EXERCISE TASK – Copy the rows below, requests included, from the start through the line containing "x=585 y=199". Offset each x and y coordinate in the answers by adding 73.

Named-object pointing rows –
· · · · ·

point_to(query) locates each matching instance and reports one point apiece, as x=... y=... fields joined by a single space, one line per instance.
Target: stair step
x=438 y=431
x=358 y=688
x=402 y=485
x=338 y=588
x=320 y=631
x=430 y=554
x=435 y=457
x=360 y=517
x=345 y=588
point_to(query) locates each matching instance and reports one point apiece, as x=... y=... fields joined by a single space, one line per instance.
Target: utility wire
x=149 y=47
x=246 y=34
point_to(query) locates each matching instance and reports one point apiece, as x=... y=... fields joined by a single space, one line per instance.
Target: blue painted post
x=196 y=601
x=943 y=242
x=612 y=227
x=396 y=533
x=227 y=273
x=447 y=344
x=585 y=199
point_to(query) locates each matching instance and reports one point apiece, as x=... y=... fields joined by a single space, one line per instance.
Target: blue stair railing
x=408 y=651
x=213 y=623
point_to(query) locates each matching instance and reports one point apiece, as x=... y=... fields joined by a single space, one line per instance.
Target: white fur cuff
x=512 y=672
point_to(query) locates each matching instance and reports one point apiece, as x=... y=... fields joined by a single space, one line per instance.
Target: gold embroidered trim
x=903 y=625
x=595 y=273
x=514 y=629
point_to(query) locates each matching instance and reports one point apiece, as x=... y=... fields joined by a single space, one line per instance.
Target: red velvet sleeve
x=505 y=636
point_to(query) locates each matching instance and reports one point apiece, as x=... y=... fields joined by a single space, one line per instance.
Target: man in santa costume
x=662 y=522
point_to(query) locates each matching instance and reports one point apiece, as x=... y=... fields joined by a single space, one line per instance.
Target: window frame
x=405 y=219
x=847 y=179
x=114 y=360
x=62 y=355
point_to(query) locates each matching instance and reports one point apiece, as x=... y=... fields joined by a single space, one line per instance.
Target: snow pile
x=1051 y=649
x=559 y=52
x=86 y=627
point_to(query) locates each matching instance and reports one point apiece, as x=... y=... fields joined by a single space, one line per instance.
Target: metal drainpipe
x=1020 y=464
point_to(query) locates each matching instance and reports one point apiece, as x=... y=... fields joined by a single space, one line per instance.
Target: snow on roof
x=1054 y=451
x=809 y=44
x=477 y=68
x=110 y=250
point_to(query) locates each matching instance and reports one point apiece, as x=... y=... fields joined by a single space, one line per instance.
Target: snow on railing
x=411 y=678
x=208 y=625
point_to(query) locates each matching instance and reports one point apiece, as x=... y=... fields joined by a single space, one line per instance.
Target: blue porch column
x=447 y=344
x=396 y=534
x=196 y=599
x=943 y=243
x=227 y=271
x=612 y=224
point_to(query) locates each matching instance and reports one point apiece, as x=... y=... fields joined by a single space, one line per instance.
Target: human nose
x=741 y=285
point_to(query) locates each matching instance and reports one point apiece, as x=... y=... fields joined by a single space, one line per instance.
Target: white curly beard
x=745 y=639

· · · · ·

WRITTEN ANSWER –
point_to(query) locates each matching instance and reports one point apiece, as x=... y=... fields joined by a single space, one line per instance.
Target: stair step
x=511 y=504
x=431 y=761
x=475 y=558
x=411 y=661
x=393 y=704
x=503 y=627
x=508 y=530
x=433 y=590
x=418 y=661
point_to(query) locates each matching instance and reports one point apiece, as x=... y=... fields joined by a single space, one line per instance.
Target: utility wire
x=222 y=120
x=319 y=107
point_to(query) locates each matching instance and reports one point apiece, as x=... y=... fields joined by a single space, one line per instance.
Target: blue painted post
x=269 y=674
x=1016 y=315
x=685 y=300
x=469 y=606
x=300 y=346
x=520 y=417
x=658 y=272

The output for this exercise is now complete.